(Given entries Opens)

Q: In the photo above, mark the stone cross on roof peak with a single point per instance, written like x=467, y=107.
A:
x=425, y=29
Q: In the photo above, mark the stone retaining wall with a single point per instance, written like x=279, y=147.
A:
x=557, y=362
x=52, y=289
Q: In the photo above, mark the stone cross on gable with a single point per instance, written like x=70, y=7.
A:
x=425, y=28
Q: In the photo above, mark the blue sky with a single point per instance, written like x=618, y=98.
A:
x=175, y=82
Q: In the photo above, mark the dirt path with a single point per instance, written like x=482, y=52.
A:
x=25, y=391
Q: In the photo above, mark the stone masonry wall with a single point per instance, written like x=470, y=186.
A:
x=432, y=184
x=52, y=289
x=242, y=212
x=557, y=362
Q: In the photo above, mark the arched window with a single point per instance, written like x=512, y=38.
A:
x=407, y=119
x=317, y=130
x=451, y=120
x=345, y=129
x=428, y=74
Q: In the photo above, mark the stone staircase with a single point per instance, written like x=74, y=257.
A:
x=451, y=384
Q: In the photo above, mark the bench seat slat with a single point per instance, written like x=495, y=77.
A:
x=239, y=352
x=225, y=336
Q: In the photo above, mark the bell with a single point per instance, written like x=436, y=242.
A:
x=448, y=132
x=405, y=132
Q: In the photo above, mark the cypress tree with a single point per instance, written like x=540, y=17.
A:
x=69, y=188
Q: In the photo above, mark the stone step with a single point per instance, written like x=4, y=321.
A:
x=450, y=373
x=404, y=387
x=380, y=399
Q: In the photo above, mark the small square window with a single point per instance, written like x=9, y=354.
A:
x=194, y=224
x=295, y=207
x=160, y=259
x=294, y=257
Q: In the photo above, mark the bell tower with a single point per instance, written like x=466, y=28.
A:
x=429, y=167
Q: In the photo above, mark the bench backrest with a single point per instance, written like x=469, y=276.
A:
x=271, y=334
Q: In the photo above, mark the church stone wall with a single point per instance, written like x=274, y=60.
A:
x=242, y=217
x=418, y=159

(Given entries Closes)

After reading the data above, return it verbatim in full.

Answer to the exercise:
Q: In the photo above, mark the stone cross on roof peak with a single point per instance, written like x=467, y=107.
A:
x=425, y=29
Q: In the photo above, mark the stone retaining wall with a single point per instance, written like x=279, y=147.
A:
x=557, y=362
x=52, y=289
Q: In the photo above, mark the stone cross on gable with a single point per instance, written like x=70, y=7.
A:
x=425, y=28
Q: In the photo above, mark the blue sky with a single point per instance, written like x=618, y=98.
A:
x=175, y=82
Q: In the photo above, mark the dirt path with a single point per instance, written like x=482, y=52.
A:
x=25, y=391
Q: In the photo above, mark the stone masonry wall with a single point per instance, written like x=470, y=186.
A:
x=432, y=184
x=52, y=289
x=242, y=212
x=557, y=362
Q: In the photo above, mark the arched window with a single point per instance, written like x=512, y=38.
A:
x=407, y=119
x=317, y=130
x=451, y=120
x=345, y=129
x=428, y=74
Q: In the photo above, mark the stone staircase with a single point per instance, written like x=74, y=257.
A:
x=451, y=384
Q: In the photo above, mark the bench seat slat with a single point per instance, written like x=495, y=77.
A:
x=239, y=352
x=225, y=336
Q: In the photo above, mark the bell with a single point per instance, written like x=436, y=242.
A:
x=448, y=132
x=405, y=132
Q: In the photo above, mark the cypress tree with a single point per instance, written like x=540, y=17.
A:
x=69, y=188
Q: In the photo above, mark the stone step with a single point per instance, written like x=4, y=321.
A:
x=450, y=373
x=404, y=387
x=380, y=399
Q: In the photo above, mark the small square window with a single point per instance, written like x=9, y=354.
A:
x=194, y=224
x=295, y=207
x=160, y=259
x=294, y=257
Q: In the photo above, mark the bell tower with a single point per instance, written like x=466, y=28.
A:
x=429, y=167
Q: In the photo above, mark the bench backrest with a single point per instance, written like x=469, y=276.
A:
x=271, y=334
Q: In the photo above, mark the church stone wall with a single point per instance, written like x=274, y=60.
A:
x=242, y=217
x=418, y=159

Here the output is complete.